[Some records]
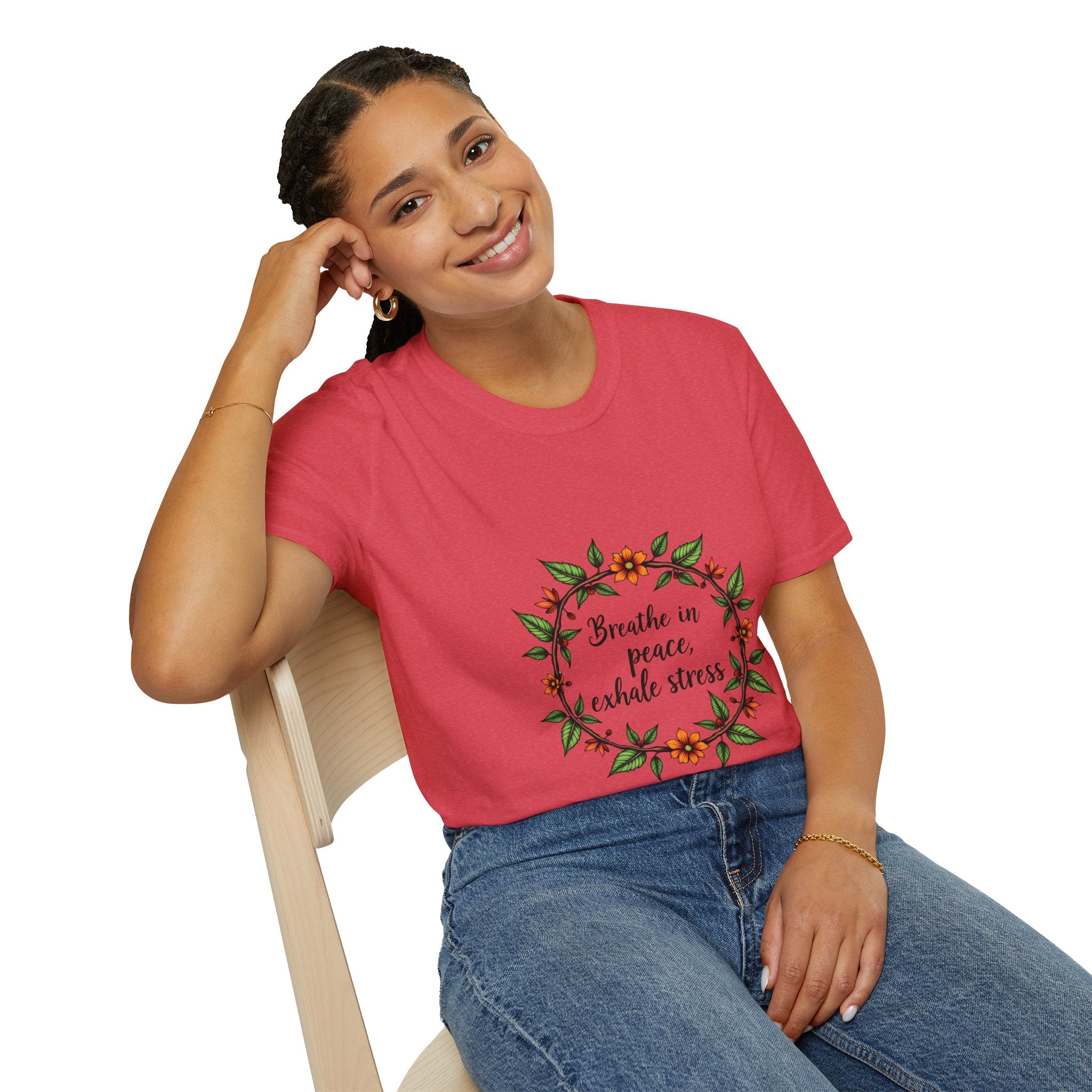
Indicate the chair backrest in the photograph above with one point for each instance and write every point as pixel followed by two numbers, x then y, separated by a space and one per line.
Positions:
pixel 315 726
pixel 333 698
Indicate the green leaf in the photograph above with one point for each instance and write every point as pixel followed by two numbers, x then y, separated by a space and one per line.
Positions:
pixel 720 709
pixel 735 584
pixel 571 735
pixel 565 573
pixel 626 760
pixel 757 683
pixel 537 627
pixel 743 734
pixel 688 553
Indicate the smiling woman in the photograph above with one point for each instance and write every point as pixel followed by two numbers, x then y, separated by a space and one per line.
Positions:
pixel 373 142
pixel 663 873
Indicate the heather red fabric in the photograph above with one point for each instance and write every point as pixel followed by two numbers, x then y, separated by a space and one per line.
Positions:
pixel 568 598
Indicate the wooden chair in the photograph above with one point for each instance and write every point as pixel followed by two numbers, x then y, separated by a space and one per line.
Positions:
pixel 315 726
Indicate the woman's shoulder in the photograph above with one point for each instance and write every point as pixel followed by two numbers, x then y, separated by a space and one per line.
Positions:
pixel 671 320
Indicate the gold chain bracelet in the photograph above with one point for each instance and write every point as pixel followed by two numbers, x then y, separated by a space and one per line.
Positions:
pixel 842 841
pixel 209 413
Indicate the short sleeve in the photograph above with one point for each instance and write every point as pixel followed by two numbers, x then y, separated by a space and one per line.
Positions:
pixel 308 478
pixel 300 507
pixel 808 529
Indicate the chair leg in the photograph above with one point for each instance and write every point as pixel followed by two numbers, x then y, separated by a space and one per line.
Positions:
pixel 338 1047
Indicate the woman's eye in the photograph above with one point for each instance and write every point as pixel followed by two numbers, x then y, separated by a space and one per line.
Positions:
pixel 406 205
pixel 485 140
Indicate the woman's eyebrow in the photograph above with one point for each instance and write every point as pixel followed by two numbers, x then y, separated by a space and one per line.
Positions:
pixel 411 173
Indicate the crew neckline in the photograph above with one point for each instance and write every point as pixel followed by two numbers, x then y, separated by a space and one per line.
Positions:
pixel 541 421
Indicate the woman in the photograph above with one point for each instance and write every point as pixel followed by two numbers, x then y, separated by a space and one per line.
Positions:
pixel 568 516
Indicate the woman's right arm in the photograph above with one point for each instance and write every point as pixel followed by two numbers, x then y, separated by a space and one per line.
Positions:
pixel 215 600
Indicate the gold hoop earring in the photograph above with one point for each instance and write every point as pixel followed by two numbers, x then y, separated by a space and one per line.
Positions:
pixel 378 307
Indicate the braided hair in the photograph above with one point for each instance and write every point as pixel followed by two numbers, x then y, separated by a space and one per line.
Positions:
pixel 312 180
==
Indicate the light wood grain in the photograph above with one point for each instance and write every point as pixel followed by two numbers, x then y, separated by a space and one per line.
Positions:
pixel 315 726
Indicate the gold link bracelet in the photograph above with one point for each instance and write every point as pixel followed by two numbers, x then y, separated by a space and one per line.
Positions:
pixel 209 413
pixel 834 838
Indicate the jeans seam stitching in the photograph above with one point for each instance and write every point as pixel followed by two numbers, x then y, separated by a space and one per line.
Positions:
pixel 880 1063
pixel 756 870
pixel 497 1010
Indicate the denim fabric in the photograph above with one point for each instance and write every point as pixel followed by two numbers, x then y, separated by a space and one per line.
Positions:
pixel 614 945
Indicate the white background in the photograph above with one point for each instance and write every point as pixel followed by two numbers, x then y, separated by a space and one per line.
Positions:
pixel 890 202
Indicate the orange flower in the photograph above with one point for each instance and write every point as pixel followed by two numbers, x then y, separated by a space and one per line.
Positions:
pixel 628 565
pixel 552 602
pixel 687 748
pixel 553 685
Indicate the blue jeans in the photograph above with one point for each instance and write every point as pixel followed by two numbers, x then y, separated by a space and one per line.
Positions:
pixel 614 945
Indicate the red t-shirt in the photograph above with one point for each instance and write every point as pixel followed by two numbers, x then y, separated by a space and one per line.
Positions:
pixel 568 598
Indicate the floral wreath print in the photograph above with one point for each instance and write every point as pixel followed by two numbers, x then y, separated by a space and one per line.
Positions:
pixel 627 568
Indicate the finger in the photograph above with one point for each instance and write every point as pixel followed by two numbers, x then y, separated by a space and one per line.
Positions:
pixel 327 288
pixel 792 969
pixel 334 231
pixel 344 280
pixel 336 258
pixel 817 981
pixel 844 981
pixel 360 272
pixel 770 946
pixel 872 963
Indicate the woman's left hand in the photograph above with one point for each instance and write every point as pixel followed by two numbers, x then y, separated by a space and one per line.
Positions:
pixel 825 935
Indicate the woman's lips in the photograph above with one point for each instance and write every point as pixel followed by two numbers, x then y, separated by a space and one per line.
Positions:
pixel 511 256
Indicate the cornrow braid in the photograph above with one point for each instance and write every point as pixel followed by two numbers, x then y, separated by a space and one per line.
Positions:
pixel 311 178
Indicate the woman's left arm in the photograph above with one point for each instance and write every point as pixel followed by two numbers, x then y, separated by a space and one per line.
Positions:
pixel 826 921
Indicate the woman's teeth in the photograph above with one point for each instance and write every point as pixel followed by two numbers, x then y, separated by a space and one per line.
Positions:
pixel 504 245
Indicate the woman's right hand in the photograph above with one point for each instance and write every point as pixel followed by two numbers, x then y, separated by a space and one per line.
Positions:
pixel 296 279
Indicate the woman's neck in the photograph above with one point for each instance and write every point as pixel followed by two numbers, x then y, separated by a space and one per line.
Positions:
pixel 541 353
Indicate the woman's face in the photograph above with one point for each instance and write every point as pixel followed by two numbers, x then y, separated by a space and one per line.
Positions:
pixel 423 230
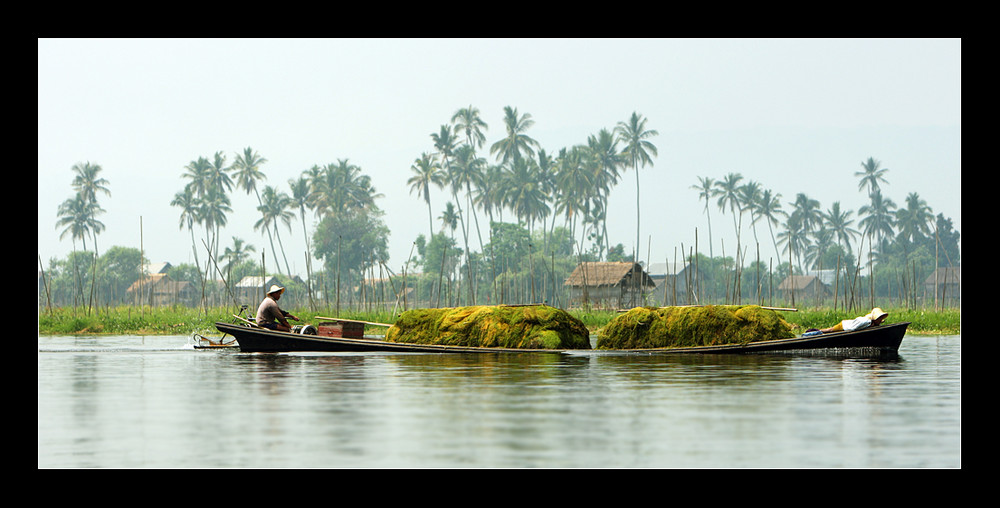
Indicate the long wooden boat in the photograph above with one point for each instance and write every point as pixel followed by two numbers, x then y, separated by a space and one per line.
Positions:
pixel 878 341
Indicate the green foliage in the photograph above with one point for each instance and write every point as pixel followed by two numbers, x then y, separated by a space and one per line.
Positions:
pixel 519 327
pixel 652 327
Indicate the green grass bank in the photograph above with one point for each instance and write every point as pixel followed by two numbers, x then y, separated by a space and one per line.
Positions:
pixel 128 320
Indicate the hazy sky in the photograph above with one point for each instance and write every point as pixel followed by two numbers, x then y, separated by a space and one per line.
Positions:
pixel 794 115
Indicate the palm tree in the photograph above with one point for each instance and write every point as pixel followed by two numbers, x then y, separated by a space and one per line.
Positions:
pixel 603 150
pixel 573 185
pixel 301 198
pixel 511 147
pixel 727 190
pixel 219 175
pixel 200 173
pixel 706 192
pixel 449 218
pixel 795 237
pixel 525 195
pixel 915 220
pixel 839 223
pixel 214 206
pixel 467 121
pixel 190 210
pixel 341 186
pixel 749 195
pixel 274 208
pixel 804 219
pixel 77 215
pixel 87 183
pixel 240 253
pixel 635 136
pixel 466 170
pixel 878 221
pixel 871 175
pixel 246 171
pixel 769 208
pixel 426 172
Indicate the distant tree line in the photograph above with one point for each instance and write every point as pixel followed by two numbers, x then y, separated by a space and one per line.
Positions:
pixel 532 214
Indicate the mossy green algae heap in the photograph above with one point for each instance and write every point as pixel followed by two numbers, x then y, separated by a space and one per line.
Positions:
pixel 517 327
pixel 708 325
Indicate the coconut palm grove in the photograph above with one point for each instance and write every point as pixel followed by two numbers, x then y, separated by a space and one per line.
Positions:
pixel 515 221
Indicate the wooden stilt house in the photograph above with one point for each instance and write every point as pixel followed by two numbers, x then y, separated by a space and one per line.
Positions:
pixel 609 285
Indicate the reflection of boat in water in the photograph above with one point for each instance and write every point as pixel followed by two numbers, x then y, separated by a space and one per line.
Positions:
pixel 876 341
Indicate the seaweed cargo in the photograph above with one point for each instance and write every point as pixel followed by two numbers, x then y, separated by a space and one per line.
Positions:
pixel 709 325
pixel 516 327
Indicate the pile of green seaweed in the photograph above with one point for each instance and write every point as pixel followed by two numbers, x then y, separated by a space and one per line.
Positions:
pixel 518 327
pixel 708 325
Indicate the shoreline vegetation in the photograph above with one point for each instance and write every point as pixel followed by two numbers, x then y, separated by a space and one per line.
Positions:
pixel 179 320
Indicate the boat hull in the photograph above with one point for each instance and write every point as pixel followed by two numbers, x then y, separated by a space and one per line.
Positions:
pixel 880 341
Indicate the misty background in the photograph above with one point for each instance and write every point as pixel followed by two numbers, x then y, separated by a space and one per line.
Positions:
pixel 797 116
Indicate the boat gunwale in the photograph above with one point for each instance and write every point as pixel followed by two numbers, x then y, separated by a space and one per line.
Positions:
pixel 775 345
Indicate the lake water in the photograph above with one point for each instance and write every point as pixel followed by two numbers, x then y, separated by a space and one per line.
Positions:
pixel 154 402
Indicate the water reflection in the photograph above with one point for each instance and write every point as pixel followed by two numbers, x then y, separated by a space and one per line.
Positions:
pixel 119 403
...
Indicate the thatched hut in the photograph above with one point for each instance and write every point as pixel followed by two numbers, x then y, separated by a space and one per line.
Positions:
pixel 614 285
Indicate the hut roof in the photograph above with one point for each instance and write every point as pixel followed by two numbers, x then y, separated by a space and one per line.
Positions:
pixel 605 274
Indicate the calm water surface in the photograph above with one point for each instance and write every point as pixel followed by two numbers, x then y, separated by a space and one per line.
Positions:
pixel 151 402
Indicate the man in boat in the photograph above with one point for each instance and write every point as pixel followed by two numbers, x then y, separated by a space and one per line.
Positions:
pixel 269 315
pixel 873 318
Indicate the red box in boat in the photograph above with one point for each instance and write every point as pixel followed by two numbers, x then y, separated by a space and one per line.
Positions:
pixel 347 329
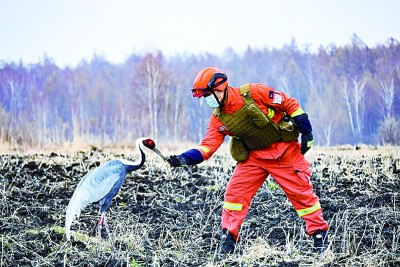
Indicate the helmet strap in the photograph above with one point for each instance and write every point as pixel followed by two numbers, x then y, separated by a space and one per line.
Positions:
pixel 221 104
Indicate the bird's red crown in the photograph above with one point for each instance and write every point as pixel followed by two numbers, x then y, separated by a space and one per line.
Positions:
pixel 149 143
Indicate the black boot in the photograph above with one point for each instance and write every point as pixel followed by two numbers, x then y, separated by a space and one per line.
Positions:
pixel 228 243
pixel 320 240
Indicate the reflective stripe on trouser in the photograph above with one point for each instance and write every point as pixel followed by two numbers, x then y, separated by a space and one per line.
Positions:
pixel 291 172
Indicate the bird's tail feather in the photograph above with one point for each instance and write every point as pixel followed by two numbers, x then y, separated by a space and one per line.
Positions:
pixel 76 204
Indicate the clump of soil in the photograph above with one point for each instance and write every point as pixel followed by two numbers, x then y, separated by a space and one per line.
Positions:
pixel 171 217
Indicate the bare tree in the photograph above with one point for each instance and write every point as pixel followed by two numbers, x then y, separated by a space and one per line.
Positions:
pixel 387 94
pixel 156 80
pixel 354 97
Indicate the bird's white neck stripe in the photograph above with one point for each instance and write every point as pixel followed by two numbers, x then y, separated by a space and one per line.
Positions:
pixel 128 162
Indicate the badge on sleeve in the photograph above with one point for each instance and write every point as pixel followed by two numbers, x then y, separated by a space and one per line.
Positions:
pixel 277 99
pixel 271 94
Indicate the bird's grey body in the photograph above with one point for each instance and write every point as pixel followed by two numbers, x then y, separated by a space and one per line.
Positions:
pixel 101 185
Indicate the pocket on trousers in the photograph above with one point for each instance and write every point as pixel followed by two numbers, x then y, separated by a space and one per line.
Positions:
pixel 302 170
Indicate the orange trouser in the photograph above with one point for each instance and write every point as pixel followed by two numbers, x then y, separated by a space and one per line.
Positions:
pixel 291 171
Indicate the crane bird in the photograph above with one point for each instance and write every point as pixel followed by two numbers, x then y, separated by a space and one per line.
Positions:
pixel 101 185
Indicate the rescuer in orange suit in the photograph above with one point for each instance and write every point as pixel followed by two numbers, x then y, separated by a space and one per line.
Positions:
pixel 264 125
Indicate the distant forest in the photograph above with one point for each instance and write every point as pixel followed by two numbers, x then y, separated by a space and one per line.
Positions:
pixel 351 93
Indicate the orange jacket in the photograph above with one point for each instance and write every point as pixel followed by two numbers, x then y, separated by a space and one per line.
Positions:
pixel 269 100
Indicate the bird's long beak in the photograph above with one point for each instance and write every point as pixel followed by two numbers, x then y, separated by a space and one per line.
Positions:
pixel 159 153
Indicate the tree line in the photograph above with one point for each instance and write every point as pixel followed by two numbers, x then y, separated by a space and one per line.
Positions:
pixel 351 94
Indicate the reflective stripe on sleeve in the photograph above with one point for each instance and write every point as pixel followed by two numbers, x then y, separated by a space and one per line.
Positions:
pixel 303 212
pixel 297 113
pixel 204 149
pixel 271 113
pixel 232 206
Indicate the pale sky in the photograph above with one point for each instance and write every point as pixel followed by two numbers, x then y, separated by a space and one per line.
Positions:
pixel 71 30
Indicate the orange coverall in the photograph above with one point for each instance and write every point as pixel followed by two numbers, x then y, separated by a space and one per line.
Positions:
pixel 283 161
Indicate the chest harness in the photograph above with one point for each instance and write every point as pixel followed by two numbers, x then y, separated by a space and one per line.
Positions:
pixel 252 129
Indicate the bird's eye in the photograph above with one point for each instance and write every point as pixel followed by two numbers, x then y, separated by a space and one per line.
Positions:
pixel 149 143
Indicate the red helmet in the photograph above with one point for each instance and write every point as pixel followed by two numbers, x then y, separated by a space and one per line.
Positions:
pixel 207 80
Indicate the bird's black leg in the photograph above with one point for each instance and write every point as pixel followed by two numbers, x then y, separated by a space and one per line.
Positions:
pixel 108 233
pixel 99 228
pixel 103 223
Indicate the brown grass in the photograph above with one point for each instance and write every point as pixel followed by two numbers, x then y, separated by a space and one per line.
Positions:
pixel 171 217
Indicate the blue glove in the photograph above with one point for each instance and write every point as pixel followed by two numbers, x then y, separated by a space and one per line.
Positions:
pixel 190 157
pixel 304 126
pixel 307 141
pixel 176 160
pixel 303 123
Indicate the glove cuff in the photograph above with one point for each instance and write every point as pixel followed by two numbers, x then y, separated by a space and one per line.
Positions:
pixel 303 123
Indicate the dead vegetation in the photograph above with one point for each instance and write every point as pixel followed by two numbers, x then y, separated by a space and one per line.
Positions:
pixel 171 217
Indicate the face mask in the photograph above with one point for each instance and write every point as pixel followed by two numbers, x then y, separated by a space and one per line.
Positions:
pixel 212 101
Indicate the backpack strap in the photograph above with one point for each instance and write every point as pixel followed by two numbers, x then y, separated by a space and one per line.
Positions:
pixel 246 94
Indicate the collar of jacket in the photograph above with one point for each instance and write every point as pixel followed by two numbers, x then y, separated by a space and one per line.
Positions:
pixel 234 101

■ **TASK INSTRUCTIONS**
Print the entries from the line with "Indicate the bird's eye" to the line with "pixel 234 101", reproducing every line exactly, both ends included.

■ **SOLUTION TO THE EXERCISE**
Indicate the bird's eye in the photograph above with one point for each instance and write every point as pixel followed by two numbers, x then y, separated by a space and one per line.
Positions:
pixel 149 143
Indicate the red helmet in the photograph above with one point for each instance and write every point as pixel followed by two numbers, x then y, separated by a space and one per line.
Positions:
pixel 207 80
Indicate the bird's black leg in the photograph above with one point for each instance and write every point as pixel followed by two numbers, x then y, separated by a space and one per line.
Positions:
pixel 108 233
pixel 99 228
pixel 103 223
Indicate the brown grass in the photograph above with one point for each instance and write every point as pixel followed by two numbers, x then y, separated by a space and one per line.
Positions:
pixel 171 217
Indicate the blue glove in the photograph above with one point for each instance and write every point as pixel followed by two numbers, x then y, separated by a space and one per line.
Positions:
pixel 190 157
pixel 304 126
pixel 307 141
pixel 176 160
pixel 303 123
Indicate the glove cuff in the photograph above with one point for each instance and write every point as pixel followed by two numbers, x then y, separated by a space and one per line.
Positions:
pixel 303 123
Indicate the dead vegetation in the photograph above with one point for each instance and write every point as pixel followed by two numbers, x then y, separated by a space and one per line.
Positions:
pixel 171 217
Indicate the face mask in the photograph above with one point for each instance and write every point as pixel followed by two numbers, x then y, separated by a space and one per line.
Positions:
pixel 212 101
Indicate the backpack strap in the photograph above with one point for each instance and write every point as pixel followed by two numbers, x then y, separated by a space and one per line.
Positions:
pixel 246 94
Indicate the collar of jacket in the photograph above with one point for each instance and write every point as pixel followed by two numbers, x then y, separated by a space and one per line.
Positions:
pixel 234 101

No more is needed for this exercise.